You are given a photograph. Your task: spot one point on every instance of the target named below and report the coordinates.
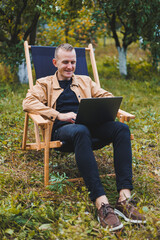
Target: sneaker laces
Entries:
(106, 209)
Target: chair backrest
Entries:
(42, 59)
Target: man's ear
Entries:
(54, 62)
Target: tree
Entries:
(126, 22)
(18, 20)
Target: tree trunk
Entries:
(22, 73)
(122, 61)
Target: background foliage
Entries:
(64, 211)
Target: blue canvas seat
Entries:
(42, 61)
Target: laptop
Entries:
(96, 111)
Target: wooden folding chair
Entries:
(45, 59)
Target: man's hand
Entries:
(68, 117)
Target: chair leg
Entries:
(46, 156)
(25, 131)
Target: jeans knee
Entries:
(82, 130)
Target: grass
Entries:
(64, 211)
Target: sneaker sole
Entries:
(127, 219)
(112, 229)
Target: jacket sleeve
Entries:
(36, 102)
(97, 91)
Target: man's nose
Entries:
(69, 65)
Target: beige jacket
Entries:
(42, 99)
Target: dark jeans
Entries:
(113, 132)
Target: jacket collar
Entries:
(56, 83)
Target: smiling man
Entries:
(66, 90)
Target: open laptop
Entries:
(95, 111)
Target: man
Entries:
(66, 92)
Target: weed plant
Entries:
(64, 211)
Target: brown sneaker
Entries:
(107, 217)
(127, 210)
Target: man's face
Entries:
(66, 64)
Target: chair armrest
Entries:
(125, 115)
(38, 119)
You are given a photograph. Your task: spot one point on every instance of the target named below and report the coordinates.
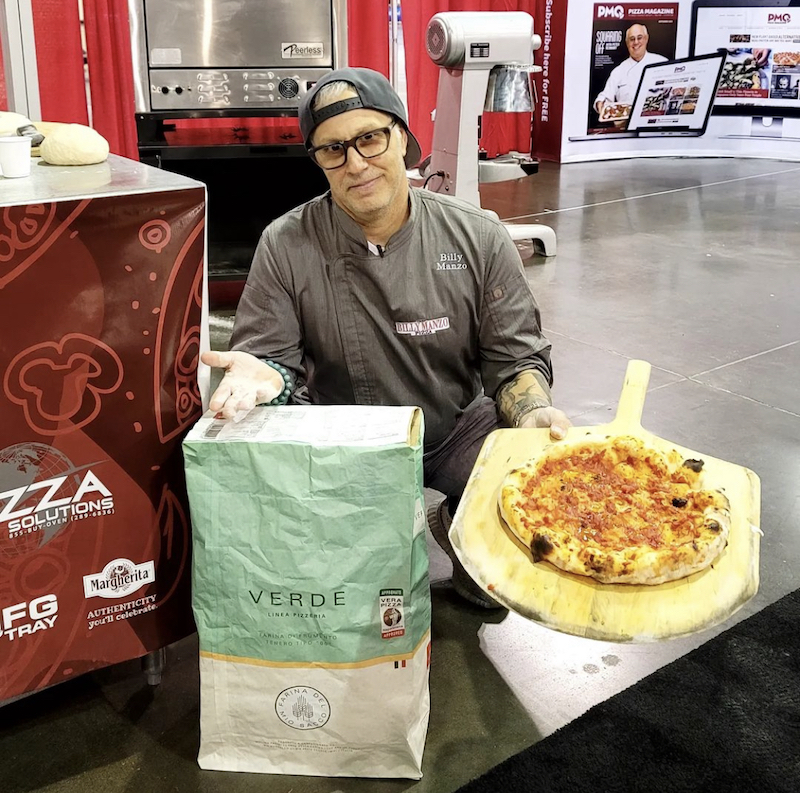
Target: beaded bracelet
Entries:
(283, 397)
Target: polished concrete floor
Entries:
(692, 265)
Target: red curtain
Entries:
(368, 34)
(59, 61)
(3, 93)
(501, 132)
(108, 48)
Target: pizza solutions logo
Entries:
(53, 503)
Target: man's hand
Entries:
(246, 383)
(547, 417)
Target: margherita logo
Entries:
(118, 579)
(615, 12)
(302, 708)
(302, 50)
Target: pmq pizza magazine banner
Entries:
(609, 48)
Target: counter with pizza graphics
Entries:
(101, 287)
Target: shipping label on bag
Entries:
(311, 591)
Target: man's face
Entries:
(365, 188)
(636, 38)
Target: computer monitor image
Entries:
(761, 39)
(676, 97)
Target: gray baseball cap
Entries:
(374, 91)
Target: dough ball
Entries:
(74, 144)
(11, 122)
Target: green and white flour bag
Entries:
(310, 590)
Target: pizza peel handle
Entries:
(631, 400)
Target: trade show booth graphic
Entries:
(102, 292)
(614, 52)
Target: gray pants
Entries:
(448, 465)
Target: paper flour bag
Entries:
(310, 590)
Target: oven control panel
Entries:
(230, 89)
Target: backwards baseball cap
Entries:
(374, 91)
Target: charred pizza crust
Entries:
(617, 511)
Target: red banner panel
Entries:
(99, 342)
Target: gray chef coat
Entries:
(445, 310)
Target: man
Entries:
(624, 79)
(379, 294)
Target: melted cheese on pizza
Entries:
(611, 499)
(617, 511)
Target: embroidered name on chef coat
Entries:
(451, 261)
(422, 327)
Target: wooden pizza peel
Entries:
(574, 604)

● Instructions for the task: Everything in the entries above, apart from the images, should be printed exactly.

● Answer to this problem:
You are given a photograph. Your task: spot one point on every instance of the target named below and report the coordinates.
Target: sneaker laces
Entries:
(106, 209)
Target: chair backrest
Entries:
(42, 59)
Target: man's ear
Entries:
(54, 62)
Target: tree
Entries:
(126, 22)
(18, 20)
Target: tree trunk
Entries:
(22, 73)
(122, 61)
Target: background foliage
Entries:
(64, 211)
Target: blue canvas seat
Entries:
(42, 61)
Target: laptop
Entries:
(96, 111)
Target: wooden folding chair
Entries:
(45, 59)
Target: man's hand
Entries:
(68, 117)
Target: chair leg
Entries:
(46, 156)
(25, 131)
Target: jeans knee
Entries:
(82, 130)
Target: grass
Entries:
(64, 211)
Target: sneaker sole
Entries:
(127, 219)
(112, 229)
Target: jacket sleeve
Entries:
(36, 102)
(97, 91)
Target: man's nose
Entries:
(69, 65)
Target: beige jacket
Entries:
(42, 99)
Target: dark jeans
Entries:
(113, 132)
Target: jacket collar
Entries:
(56, 83)
Target: smiling man
Entries:
(66, 90)
Target: open laptop
Entries:
(95, 111)
Target: man
Entries:
(66, 92)
Target: weed plant
Entries:
(64, 211)
Target: brown sneaker
Entries:
(107, 217)
(127, 210)
Target: man's face
Entries:
(66, 64)
Target: chair armrest
Entries:
(125, 115)
(38, 119)
You are given a photograph. Your task: spot one point on every instance of the target named below and report the coordinates.
Target: beaded bracelet
Entries:
(283, 397)
Target: polished concrete floor
Entries:
(692, 265)
Target: red curtain
Entries:
(368, 34)
(59, 61)
(3, 93)
(501, 132)
(108, 48)
Target: pizza solutions logo
Entries:
(53, 503)
Target: man's hand
Entries:
(246, 383)
(547, 417)
Target: margherita logo
Entries:
(118, 579)
(615, 12)
(302, 708)
(302, 50)
Target: pmq pizza magazine banner
Entries:
(609, 48)
Target: counter with pizza graphics
Entries:
(101, 287)
Target: shipping label on bag
Entries:
(311, 591)
Target: man's face
Entries:
(365, 188)
(636, 38)
Target: computer monitor image
Entries:
(761, 39)
(676, 97)
Target: gray baseball cap
Entries:
(374, 91)
Target: dough ball
Entries:
(74, 144)
(11, 122)
Target: green and white flour bag
Entries:
(310, 590)
Target: pizza peel handle
Entries:
(631, 400)
Target: trade show booth graphic
Entries:
(102, 292)
(614, 52)
Target: gray pants
Entries:
(448, 465)
Target: paper flour bag
Entries:
(310, 590)
Target: oven control panel
Entries:
(230, 89)
Target: backwards baseball cap
Entries:
(374, 91)
Target: charred pizza crust
Entries:
(617, 511)
Target: red banner panel
Entries:
(99, 342)
Target: gray chef coat
Entries:
(445, 310)
Target: man
Entries:
(624, 79)
(379, 294)
Target: melted cheese on pizza
Entries:
(611, 499)
(617, 511)
Target: embroidered name on chef coat
Entries:
(451, 261)
(422, 327)
Target: wooden pizza peel
Entries:
(574, 604)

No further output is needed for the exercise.